■ Extracted material
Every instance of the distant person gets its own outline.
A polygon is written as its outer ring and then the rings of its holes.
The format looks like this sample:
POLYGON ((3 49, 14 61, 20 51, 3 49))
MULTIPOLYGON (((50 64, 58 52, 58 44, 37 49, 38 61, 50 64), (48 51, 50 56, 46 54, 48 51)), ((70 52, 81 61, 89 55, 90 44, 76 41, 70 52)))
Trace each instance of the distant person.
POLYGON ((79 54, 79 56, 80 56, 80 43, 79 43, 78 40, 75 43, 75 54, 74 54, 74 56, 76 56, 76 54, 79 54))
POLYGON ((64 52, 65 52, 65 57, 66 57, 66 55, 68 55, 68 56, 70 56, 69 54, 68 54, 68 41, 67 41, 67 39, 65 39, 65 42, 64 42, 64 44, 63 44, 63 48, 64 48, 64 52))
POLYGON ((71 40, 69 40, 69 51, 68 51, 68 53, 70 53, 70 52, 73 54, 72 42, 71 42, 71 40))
--
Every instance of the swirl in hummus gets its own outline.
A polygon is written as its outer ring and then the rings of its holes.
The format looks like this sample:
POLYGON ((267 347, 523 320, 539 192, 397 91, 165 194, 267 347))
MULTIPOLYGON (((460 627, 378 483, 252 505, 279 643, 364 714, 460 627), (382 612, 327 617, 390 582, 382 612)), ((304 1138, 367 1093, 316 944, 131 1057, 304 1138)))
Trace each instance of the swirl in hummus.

■ The task
Begin at the line that contains "Every instance of the distant" and stop after the line that contains "POLYGON ((71 40, 69". Reproduce only those lines, swapping "distant person" for "faraway person" and leaving everything else unchanged.

■ Task answer
Every instance of the faraway person gets its own outline.
A polygon is written as its outer ring and then the rings of its holes.
The format looks like this sample:
POLYGON ((3 49, 14 61, 20 51, 3 49))
MULTIPOLYGON (((50 64, 58 52, 58 44, 37 49, 38 61, 50 64), (48 51, 50 56, 46 54, 48 51)), ((70 52, 81 61, 89 55, 90 44, 76 41, 70 52)))
Trace each instance of the faraway person.
POLYGON ((79 54, 79 56, 80 56, 80 43, 79 43, 78 40, 75 43, 75 54, 74 54, 74 56, 76 56, 76 54, 79 54))
POLYGON ((64 52, 65 52, 65 57, 66 57, 66 55, 68 55, 68 56, 70 56, 69 54, 68 54, 68 41, 67 41, 67 39, 65 39, 65 42, 64 42, 64 44, 63 44, 63 48, 64 48, 64 52))
POLYGON ((71 40, 69 40, 69 51, 68 51, 68 53, 70 53, 70 52, 73 54, 72 42, 71 42, 71 40))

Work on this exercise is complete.